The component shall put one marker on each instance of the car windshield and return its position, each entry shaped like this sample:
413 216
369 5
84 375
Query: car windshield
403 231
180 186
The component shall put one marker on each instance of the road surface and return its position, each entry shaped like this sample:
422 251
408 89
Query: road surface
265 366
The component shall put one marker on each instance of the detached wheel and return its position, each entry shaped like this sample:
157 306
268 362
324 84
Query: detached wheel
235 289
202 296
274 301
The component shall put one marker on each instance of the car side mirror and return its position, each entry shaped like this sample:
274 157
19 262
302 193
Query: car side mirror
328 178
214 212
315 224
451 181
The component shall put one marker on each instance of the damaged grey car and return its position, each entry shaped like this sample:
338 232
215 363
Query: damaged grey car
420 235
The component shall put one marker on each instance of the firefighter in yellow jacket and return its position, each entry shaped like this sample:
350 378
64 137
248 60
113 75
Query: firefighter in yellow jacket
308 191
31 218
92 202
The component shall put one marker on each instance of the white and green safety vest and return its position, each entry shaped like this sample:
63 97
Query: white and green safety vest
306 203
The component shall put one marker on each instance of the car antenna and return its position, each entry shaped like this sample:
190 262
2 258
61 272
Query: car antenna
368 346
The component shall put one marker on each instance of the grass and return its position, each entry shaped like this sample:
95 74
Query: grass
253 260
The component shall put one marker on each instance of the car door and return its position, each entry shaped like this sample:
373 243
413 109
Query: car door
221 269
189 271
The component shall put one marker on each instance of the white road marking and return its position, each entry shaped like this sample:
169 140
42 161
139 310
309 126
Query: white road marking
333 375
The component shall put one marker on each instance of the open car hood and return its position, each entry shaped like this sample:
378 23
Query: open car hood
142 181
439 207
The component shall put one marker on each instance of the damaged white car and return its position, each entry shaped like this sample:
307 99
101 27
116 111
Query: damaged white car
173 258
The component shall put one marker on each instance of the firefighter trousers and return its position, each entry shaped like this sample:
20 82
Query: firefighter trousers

──────────

> Work task:
Which lines of the data contain the string "trousers"? Copy each one.

> Reply:
The component shall put one marker on each instance of the firefighter trousers and return its position, each entry shaped like this sample:
Query: firefighter trousers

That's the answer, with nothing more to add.